> Selected passage
******
The old name for CPAMs was congenital cystic adenomatoid malformation, because they have both “cysts” and “glands” in them, but are terribly malformed and disorganized.
CPAM cysts are continuous with the airways, so they’re filled with fluid in utero, and become filled with air after birth.
The cause of CPAMs isn’t known.
It isn’t even known whether they’re a developmental failure or if they’re a type of hamartoma, which is a benign overgrowth of tissue.
Sometimes, the growing CPAM can prevent normal healthy lung tissue from developing - causing pulmonary hypoplasia - which is underdevelopment of the lungs.
Also, a CPAM can push on the heart or large veins, causing blood to back up throughout the fetus’s veins.
When that happens, fluid can start to leak into the fetal tissues, a condition called fetal hydrops.
Whether or not any of this happens largely depends on the size and location of the CPAM.
CPAMs can arise from different spots along the tracheobronchial tree, and that’s how they’re sub-typed.
The five subtypes are named 0 through 4, with type 0 arising from the most proximal airways – the trachea and proximal bronchioles, and type 4 developing all the way down in the alveolus.
Type 0 CPAMs develop at the trachea or proximal bronchus with small cysts, but are pretty rare.
Type 1 CPAMs, which develop in the distal bronchi and proximal bronchioles, are the most common, and have one or more large cysts, with tissue like cartilage in between the cysts.
Type 2’s come from the terminal bronchioles and have smaller cysts.
******
> Entries provided
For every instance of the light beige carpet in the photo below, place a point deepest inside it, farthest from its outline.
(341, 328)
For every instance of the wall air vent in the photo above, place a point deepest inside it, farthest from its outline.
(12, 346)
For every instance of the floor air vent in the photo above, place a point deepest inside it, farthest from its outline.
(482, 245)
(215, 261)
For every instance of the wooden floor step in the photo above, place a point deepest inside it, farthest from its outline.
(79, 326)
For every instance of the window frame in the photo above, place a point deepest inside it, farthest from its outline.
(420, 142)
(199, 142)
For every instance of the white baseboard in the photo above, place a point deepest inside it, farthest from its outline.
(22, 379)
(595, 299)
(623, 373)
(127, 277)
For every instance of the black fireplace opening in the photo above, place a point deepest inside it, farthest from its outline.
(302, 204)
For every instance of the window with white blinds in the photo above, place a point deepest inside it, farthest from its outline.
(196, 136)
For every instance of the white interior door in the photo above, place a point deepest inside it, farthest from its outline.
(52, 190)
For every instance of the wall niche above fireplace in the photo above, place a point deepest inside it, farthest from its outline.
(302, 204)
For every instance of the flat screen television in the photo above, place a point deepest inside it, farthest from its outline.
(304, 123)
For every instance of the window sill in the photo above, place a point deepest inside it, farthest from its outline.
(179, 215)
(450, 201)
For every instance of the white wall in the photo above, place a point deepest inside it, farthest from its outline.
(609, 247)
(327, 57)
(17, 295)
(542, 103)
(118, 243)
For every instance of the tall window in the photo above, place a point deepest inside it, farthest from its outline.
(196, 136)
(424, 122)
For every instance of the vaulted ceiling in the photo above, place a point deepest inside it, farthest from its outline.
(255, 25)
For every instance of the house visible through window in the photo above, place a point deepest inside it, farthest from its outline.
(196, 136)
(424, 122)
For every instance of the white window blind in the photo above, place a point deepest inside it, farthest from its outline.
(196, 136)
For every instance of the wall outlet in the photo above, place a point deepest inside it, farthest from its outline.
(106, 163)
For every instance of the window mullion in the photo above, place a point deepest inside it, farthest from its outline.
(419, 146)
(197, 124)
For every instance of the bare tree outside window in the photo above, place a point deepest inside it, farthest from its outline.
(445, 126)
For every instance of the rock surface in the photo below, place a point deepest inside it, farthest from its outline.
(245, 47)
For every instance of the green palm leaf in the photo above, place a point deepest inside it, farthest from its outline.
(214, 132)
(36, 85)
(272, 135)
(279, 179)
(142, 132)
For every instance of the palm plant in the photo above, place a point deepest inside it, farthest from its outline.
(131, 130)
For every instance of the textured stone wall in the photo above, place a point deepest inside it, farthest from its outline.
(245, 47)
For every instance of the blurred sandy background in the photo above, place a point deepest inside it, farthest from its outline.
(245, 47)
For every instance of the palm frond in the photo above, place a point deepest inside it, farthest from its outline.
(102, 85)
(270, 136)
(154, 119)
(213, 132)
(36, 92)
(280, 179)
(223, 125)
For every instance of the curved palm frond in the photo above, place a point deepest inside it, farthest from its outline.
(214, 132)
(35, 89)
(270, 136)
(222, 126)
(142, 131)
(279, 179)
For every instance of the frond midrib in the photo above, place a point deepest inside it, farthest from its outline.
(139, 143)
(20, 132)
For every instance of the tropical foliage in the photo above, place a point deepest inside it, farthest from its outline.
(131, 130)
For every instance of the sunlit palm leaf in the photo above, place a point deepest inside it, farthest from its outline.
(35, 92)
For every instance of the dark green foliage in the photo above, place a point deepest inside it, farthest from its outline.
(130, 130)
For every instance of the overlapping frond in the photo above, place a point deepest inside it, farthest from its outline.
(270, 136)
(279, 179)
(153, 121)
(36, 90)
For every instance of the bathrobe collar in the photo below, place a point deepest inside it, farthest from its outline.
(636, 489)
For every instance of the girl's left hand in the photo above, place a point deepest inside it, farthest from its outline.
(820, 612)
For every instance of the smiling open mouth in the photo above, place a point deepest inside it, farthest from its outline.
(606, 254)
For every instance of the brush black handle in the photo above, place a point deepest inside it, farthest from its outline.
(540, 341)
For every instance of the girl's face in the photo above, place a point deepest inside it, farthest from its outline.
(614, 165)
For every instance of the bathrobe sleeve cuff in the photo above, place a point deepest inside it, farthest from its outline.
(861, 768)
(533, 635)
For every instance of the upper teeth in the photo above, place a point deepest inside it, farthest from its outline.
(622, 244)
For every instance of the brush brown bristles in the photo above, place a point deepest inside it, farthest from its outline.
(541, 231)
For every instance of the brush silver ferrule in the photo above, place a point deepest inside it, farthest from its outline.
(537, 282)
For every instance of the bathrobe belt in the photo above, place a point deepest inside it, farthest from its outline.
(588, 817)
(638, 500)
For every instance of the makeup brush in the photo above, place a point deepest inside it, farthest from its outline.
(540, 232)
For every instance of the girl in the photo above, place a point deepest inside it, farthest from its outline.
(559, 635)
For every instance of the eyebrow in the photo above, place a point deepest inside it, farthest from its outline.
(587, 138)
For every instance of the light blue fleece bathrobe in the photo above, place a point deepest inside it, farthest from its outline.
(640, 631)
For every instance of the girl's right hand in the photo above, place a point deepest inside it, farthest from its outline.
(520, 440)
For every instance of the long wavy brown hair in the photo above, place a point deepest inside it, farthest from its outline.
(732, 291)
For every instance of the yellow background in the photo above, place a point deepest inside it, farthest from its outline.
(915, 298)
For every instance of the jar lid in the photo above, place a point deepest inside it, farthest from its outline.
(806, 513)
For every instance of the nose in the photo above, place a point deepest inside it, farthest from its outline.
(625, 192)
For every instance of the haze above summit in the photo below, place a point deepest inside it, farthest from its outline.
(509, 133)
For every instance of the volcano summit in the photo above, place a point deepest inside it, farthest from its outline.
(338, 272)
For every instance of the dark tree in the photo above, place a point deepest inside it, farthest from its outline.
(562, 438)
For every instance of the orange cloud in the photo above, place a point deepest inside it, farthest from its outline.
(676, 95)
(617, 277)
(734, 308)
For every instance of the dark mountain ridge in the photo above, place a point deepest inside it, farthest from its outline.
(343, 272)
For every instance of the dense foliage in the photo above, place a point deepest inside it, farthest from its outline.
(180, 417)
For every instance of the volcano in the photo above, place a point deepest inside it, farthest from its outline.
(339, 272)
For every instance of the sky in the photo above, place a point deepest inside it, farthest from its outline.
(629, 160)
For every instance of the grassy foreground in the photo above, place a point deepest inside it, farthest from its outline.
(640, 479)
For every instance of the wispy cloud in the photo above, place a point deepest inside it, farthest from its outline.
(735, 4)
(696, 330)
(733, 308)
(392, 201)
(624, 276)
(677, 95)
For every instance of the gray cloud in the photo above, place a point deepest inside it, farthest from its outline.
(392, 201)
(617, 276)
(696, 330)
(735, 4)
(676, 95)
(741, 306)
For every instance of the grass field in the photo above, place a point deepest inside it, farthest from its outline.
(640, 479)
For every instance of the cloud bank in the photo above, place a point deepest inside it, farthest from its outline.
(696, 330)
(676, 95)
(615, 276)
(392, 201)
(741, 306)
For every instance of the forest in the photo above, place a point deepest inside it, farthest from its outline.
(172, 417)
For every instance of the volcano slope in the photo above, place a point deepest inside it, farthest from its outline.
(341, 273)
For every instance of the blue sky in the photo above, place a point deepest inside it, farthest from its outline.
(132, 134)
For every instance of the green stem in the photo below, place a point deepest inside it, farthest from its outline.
******
> Required work
A. According to the passage on CPAMs, what was the old name for these malformations?
B. From the passage on CPAMs, write out the portion starting with "The old name" and going on through "of the lungs.".

> Answers by item number
A. Congenital cystic adenomatoid malformation.

B.
The old name for CPAMs was congenital cystic adenomatoid malformation, because they have both “cysts” and “glands” in them, but are terribly malformed and disorganized.
CPAM cysts are continuous with the airways, so they’re filled with fluid in utero, and become filled with air after birth.
The cause of CPAMs isn’t known.
It isn’t even known whether they’re a developmental failure or if they’re a type of hamartoma, which is a benign overgrowth of tissue.
Sometimes, the growing CPAM can prevent normal healthy lung tissue from developing - causing pulmonary hypoplasia - which is underdevelopment of the lungs.